## Tasks to perform:
- A) According to the Rottapharm passage, how many wet signatures were removed because of the MES project?
- B) Copy the Rottapharm passage word for word, between "The CMMS enables" and "routine maintenance requirements.", inclusive.

## Source text:
-=-=-=-=-
Rottapharm designed automation program for automatic enforcement of in process checks and the MES electronic batch record screen

Rottapharm designed automation program for automatic enforcement of in process checks and the MES electronic batch record screen

The CMMS enables maintenance activities to be logged as they occur. In conjunction with an Overall Equipment Efficiency (OEE) system integrated to the equipment, real-time information on equipment performance can be generated and a range of KPIs were developed for performance review. The CMMS and OEE systems are also linked which allows meter based maintenance activities with actual running times determining routine maintenance requirements.

The Manufacturing Execution System (MES) is a software application which manages various operations on the factory floor. The MES implemented at Rottapharm includes numerous interfaces with plant equipment. The project started in the warehouse in 2009 and has now been rolled out to over 95 per cent of the manufacturing and all packaging activities. This means that batch records are now electronic rather than paper-based. Over 800,000 wet signatures have been removed as a result of this project. This ensures a reduction in processing errors and allows a faster batch review time through the use of ‘review by exception’ taking place. Paper has all but disappeared within the production and maintenance environment of the company.
-=-=-=-=-
## Information provided:
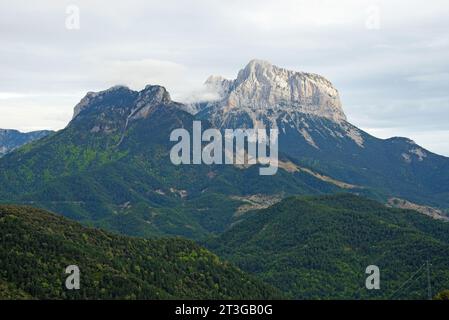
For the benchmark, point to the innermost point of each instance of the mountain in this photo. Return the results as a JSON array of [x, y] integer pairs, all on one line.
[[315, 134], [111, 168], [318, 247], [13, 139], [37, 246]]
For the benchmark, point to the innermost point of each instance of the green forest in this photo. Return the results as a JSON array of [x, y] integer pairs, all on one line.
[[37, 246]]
-=-=-=-=-
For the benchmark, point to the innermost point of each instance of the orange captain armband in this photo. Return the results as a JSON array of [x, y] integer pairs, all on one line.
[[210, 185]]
-=-=-=-=-
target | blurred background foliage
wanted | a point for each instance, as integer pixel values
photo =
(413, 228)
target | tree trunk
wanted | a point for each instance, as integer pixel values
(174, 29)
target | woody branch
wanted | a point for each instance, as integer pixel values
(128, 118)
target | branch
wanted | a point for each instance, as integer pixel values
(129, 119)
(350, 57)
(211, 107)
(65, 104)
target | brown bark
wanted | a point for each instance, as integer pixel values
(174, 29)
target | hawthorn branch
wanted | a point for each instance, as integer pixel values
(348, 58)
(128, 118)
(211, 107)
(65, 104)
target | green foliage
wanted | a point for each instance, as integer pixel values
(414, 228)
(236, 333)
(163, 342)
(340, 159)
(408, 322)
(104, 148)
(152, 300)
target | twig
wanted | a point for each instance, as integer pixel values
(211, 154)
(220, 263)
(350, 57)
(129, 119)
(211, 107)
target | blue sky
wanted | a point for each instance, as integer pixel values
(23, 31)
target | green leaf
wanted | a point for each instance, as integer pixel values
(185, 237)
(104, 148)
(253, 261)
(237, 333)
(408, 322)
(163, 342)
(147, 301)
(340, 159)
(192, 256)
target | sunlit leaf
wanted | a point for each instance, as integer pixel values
-=-=-=-=-
## Results for the exercise:
- A) Over 800,000

- B)
The CMMS enables maintenance activities to be logged as they occur. In conjunction with an Overall Equipment Efficiency (OEE) system integrated to the equipment, real-time information on equipment performance can be generated and a range of KPIs were developed for performance review. The CMMS and OEE systems are also linked which allows meter based maintenance activities with actual running times determining routine maintenance requirements.